"""
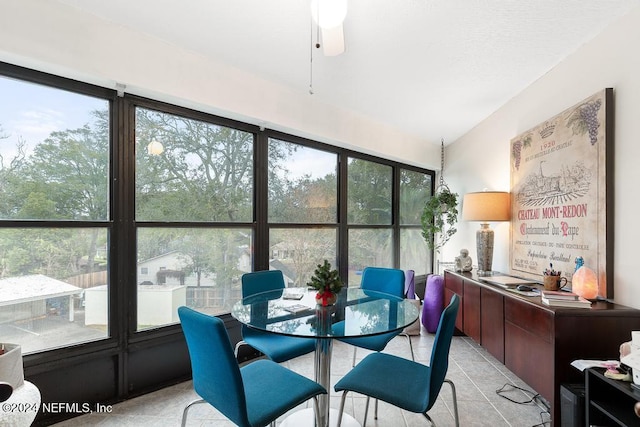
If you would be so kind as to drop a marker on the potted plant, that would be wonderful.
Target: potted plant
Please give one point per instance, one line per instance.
(327, 282)
(440, 215)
"""
### Exercise aim
Please give a count of the lines in the records where the word "potted" occurs, with nothing besides it.

### Reply
2